Brief 1: In the fuel price extract, at how many UK filling stations is the Fleet Alliance Fuel Card accepted?

Extract:

--*--

Both unleaded petrol and diesel rose by around 6p per litre in May, according to the RAC’s Fuel Watch service.
Diesel increased by 6.12p – from 126.27p to 132.39p – the highest rise since the start of 2000. As a result the cost of a tank of diesel for a family car has become £3.37 more expensive at £72.81.
Unleaded meanwhile, increased from 123.43p to 129.41p, taking the cost of filling up a 55-litre family car to £71.18 – an increase of £3.29 in just one month.
The RAC Fuel Watch data also showed that the average prices of both petrol and diesel had gone up every day since 22 April, adding 8p a litre in the process – the longest sustained price increase since March 2015.
Forecasters say a surge in the price of oil on global markets, political tensions in the Middle East and the exchange rate between the dollar and the pound are behind the latest rise at UK pumps.
The rise in the cost of fuel has been across the board and has not been restricted to the major branded outlets.
In May, the major supermarkets raised petrol by 5.49p a litre and diesel by 5.88p, while motorway service stations added 6.37p to unleaded, taking it to 144.75p a litre, and 6.69p to diesel to 147.80p a litre – 15p a litre above average UK prices for both fuels.
What can fleets do?
To try and combat rising fuel prices at the pumps, fleet managers have a number of options they can consider.
One sure way is to introduce a corporate fuel card which provides an accurate measure of a company’s fuel expenditure, as well as allowing the introduction of a number of management controls and more detailed reporting.
The Fleet Alliance Fuel Card, provided in conjunction with leading network supplier, Allstar, is accepted at over 7,700 major filling stations across the UK, and can play a key role in quantifying and controlling fuel costs.
There are a number of other major benefits, too. For example, due to its wide national coverage, the Fleet Alliance Fuel Card reduces the number of time drivers spend trying to find a particular branded fuel outlet, thus saving both time and fuel.
Drivers also have access to and can be directed to the cheapest fuel sites, typically supermarkets, but sometimes branded stations, through the card.
A Fleet Alliance Fuel Card also allows key information to be fed back to the fleet manager via management reports which measure fuel spend by several parameters, including driver details, price, location and current mileage, and which can be integrated within existing fleet management systems.
This allows managers to identify areas where savings can be made, for example by avoiding motorway service stations, using cheaper filling stations, or by highlighting the use of expensive products, such as super unleaded, by individual drivers or groups of drivers.
For fleet managers, consolidated invoicing eases the administrative burden associated with accounting for VAT. The fuel card invoices are accepted by HMRC as VAT documents, removing the need for drivers to keep fuel receipts and the accounts department to process them.
The use of the fuel card also limits purchases that are expressly not allowed. The driver cannot buy goods with the card other than those products specified on the card, typically fuel and oil, thus eliminating the risk of fraud.

--*--

Stored rows:
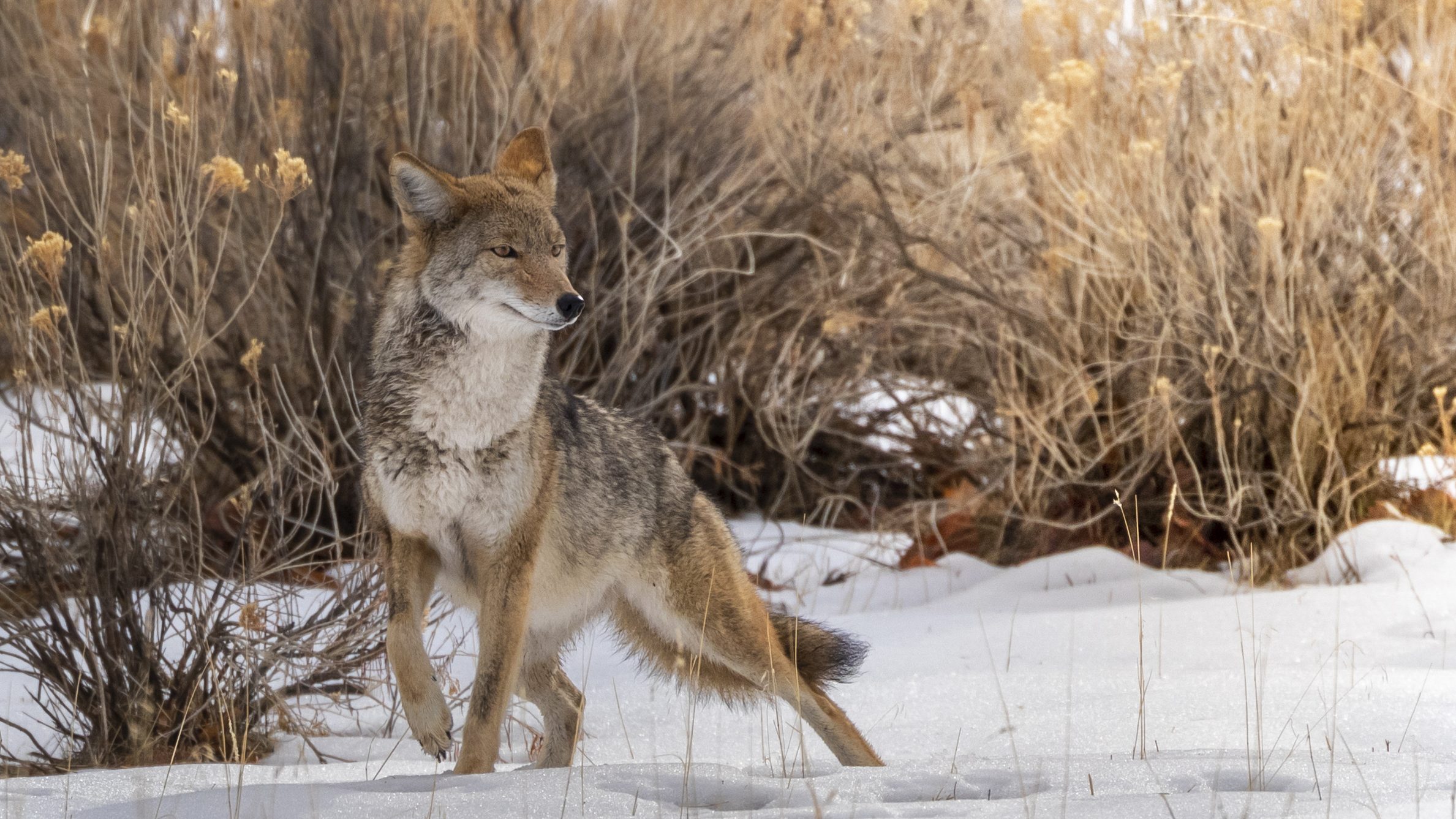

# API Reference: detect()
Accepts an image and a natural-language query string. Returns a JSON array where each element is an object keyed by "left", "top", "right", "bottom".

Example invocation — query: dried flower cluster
[
  {"left": 31, "top": 304, "right": 69, "bottom": 338},
  {"left": 0, "top": 150, "right": 31, "bottom": 191},
  {"left": 23, "top": 230, "right": 71, "bottom": 287},
  {"left": 1020, "top": 95, "right": 1071, "bottom": 154},
  {"left": 254, "top": 149, "right": 313, "bottom": 201},
  {"left": 201, "top": 154, "right": 247, "bottom": 197}
]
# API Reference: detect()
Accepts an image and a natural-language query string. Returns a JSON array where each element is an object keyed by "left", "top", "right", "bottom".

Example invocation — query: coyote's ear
[
  {"left": 495, "top": 128, "right": 556, "bottom": 200},
  {"left": 389, "top": 153, "right": 463, "bottom": 232}
]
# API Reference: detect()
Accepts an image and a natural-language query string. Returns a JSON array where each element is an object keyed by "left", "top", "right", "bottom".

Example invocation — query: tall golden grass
[{"left": 0, "top": 0, "right": 1456, "bottom": 586}]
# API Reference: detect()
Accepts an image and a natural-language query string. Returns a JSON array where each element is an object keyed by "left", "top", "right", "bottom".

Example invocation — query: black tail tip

--*--

Brief 2: Rewrite the whole listing that follows the fuel price extract, replacing "Example invocation" with "Sample call" and keeping everything else unchanged. Leave the pictures out of your version.

Exercise response 1: Over 7,700 major filling stations.

Exercise response 2:
# API Reference: detect()
Accepts an image and a natural-language query string. Returns a JSON array where each element is an object keyed by "left", "top", "right", "bottom".

Sample call — query: dried flower cluster
[
  {"left": 31, "top": 304, "right": 69, "bottom": 338},
  {"left": 0, "top": 150, "right": 31, "bottom": 191},
  {"left": 23, "top": 230, "right": 71, "bottom": 287},
  {"left": 1020, "top": 95, "right": 1071, "bottom": 154},
  {"left": 254, "top": 149, "right": 313, "bottom": 201},
  {"left": 201, "top": 154, "right": 247, "bottom": 197}
]
# API Reference: detect()
Accepts an image and a natural-language query string. Returns a JSON array where each element is an object keyed by "left", "top", "right", "bottom".

Sample call — query: coyote's ear
[
  {"left": 495, "top": 128, "right": 556, "bottom": 200},
  {"left": 389, "top": 153, "right": 463, "bottom": 232}
]
# API Reference: detect()
Accepts an image and a natural-language query string. Returns a JSON array where each element is an object keyed by "left", "top", "right", "bottom".

Sample call — query: tall golden grass
[{"left": 0, "top": 0, "right": 1456, "bottom": 586}]
# API Reference: detect()
Accepts an image and a natural-language query string. Returns a JSON array where each element is an object keyed by "left", "top", "right", "bottom".

Sample call — query: black tail tip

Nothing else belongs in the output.